[Point-per-instance localization data]

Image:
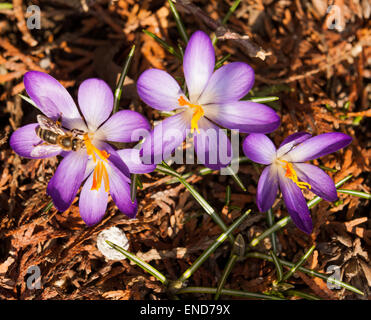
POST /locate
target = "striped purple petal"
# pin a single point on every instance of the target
(318, 146)
(259, 148)
(131, 158)
(212, 145)
(96, 102)
(120, 192)
(246, 116)
(291, 141)
(92, 203)
(67, 179)
(123, 126)
(267, 189)
(321, 184)
(53, 99)
(295, 203)
(229, 83)
(159, 90)
(166, 136)
(198, 64)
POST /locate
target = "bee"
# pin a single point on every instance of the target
(55, 137)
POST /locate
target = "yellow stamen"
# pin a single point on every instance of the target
(100, 170)
(92, 150)
(291, 174)
(198, 113)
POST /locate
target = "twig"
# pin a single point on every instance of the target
(247, 45)
(18, 12)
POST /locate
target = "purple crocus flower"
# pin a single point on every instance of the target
(286, 170)
(105, 170)
(214, 99)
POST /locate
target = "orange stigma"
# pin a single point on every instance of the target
(100, 171)
(291, 174)
(198, 113)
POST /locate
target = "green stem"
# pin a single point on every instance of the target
(124, 72)
(202, 258)
(284, 221)
(229, 292)
(296, 293)
(167, 47)
(270, 219)
(164, 168)
(312, 273)
(359, 194)
(278, 265)
(133, 187)
(178, 21)
(228, 268)
(298, 264)
(144, 265)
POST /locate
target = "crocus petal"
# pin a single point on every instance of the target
(131, 158)
(115, 160)
(123, 126)
(259, 148)
(321, 184)
(318, 146)
(27, 144)
(291, 141)
(159, 90)
(198, 64)
(212, 145)
(229, 83)
(267, 188)
(67, 179)
(92, 203)
(96, 102)
(245, 116)
(165, 138)
(120, 192)
(53, 99)
(295, 203)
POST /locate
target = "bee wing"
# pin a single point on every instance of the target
(49, 124)
(44, 150)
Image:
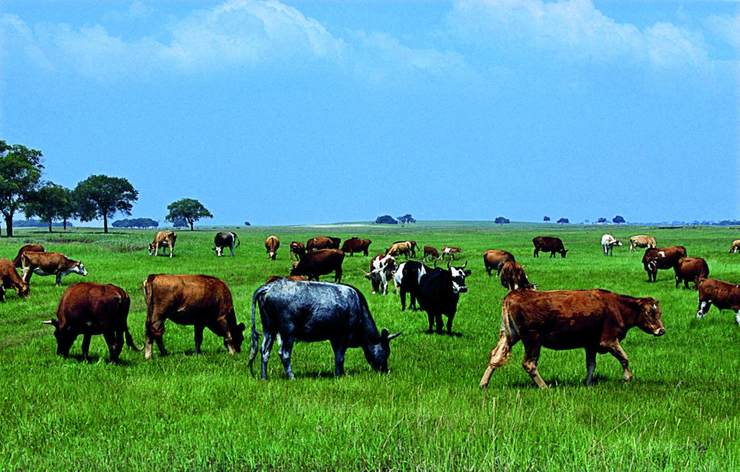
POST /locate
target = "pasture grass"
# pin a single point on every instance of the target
(188, 412)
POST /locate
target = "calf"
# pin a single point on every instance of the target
(88, 309)
(596, 320)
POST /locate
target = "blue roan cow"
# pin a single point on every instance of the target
(317, 311)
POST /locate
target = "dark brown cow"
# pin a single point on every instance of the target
(321, 262)
(353, 245)
(690, 268)
(548, 244)
(596, 320)
(494, 259)
(198, 300)
(50, 263)
(661, 258)
(9, 278)
(88, 309)
(723, 295)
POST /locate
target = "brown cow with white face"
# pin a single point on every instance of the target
(596, 320)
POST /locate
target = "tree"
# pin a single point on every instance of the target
(189, 209)
(20, 173)
(101, 196)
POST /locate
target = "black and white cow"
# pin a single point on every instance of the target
(317, 311)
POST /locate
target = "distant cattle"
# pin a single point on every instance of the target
(89, 309)
(596, 320)
(661, 258)
(223, 240)
(548, 244)
(642, 240)
(321, 262)
(723, 295)
(316, 311)
(690, 269)
(353, 245)
(165, 240)
(50, 263)
(199, 300)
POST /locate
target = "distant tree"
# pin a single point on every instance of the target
(101, 196)
(189, 209)
(20, 173)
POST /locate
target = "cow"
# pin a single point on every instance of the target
(50, 263)
(89, 309)
(494, 259)
(316, 311)
(661, 258)
(198, 300)
(548, 244)
(642, 240)
(26, 248)
(321, 262)
(690, 268)
(723, 295)
(608, 242)
(353, 245)
(163, 239)
(596, 320)
(9, 278)
(381, 271)
(272, 243)
(223, 240)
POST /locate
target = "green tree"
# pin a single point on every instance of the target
(187, 209)
(101, 196)
(20, 172)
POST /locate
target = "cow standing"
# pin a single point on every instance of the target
(596, 320)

Exercise aim: Verbatim copy with pictures excluded: write out the records above in full.

Result of the exercise:
Image:
POST /locate
target = "striped purple petal"
# pin a single point on every instance of the target
(318, 146)
(259, 148)
(131, 158)
(212, 145)
(96, 102)
(120, 192)
(246, 116)
(291, 141)
(92, 203)
(67, 179)
(123, 126)
(267, 189)
(321, 184)
(53, 99)
(295, 203)
(229, 83)
(159, 90)
(166, 136)
(198, 64)
POST /locate
target = "bee"
# pin a single point on every instance of the target
(55, 137)
POST /locate
target = "yellow stamen"
# pin a single point on every instance of the target
(100, 170)
(92, 150)
(291, 174)
(198, 113)
POST /locate
target = "twig"
# pin a single point on every instance of the target
(247, 45)
(18, 12)
POST /locate
target = "purple crocus flower"
# pin a single point on every instance of the target
(286, 170)
(105, 170)
(214, 99)
POST /locate
target = "orange stigma"
# pin a single point on every instance of the target
(100, 171)
(291, 174)
(198, 113)
POST /locate
target = "green stem"
# pin a single point on every instance of the target
(124, 72)
(202, 258)
(284, 221)
(229, 292)
(296, 293)
(167, 47)
(270, 219)
(164, 168)
(312, 273)
(359, 194)
(278, 265)
(133, 187)
(178, 21)
(228, 268)
(298, 264)
(144, 265)
POST /locate
target = "crocus petal"
# pin a single point on every instance of the target
(131, 158)
(115, 160)
(123, 126)
(259, 148)
(321, 184)
(318, 146)
(27, 144)
(291, 141)
(159, 90)
(198, 64)
(212, 145)
(229, 83)
(267, 188)
(67, 179)
(92, 203)
(96, 102)
(245, 116)
(165, 138)
(120, 192)
(53, 99)
(295, 203)
POST /locate
target = "bee wing"
# pin a single point on every instance of the target
(49, 124)
(44, 150)
Image:
POST /locate
target = "pasture grass"
# pin a single point on every instance of the target
(188, 412)
POST /locate
target = "calf"
# pin a single point on every instance of the target
(88, 309)
(596, 320)
POST /locate
target = "blue roan cow"
# pin a single point on every instance of the target
(317, 311)
POST /locate
target = "dark brown cow"
# pin a single point on every instance of the target
(321, 262)
(353, 245)
(690, 268)
(548, 244)
(596, 320)
(494, 259)
(198, 300)
(50, 263)
(661, 258)
(9, 278)
(88, 309)
(723, 295)
POST /locate
target = "brown cow with white face"
# pin a single point on every instance of the target
(596, 320)
POST /locate
target = "tree"
# pin a single point on every instance of the target
(189, 209)
(20, 173)
(101, 196)
POST /locate
target = "black and white cow"
# pin a single point on every instance of the target
(317, 311)
POST /locate
target = "distant cattle"
# pin a single point on every instance of the target
(89, 309)
(596, 320)
(661, 258)
(223, 240)
(548, 244)
(642, 240)
(321, 262)
(723, 295)
(316, 311)
(690, 269)
(353, 245)
(165, 240)
(50, 263)
(199, 300)
POST /locate
target = "distant tree"
# pin a single point on every instance of the target
(101, 196)
(189, 209)
(20, 173)
POST /locate
target = "cow"
# pin a single point on every instance of the target
(50, 263)
(89, 309)
(494, 259)
(316, 311)
(661, 258)
(198, 300)
(548, 244)
(642, 240)
(26, 248)
(321, 262)
(690, 268)
(723, 295)
(608, 242)
(353, 245)
(163, 239)
(596, 320)
(9, 278)
(381, 271)
(272, 243)
(223, 240)
POST /locate
target = "green tree"
# pin a single point on every instance of the target
(187, 209)
(101, 196)
(20, 172)
POST /locate
target = "cow standing"
# pin a single point on every instance of the target
(596, 320)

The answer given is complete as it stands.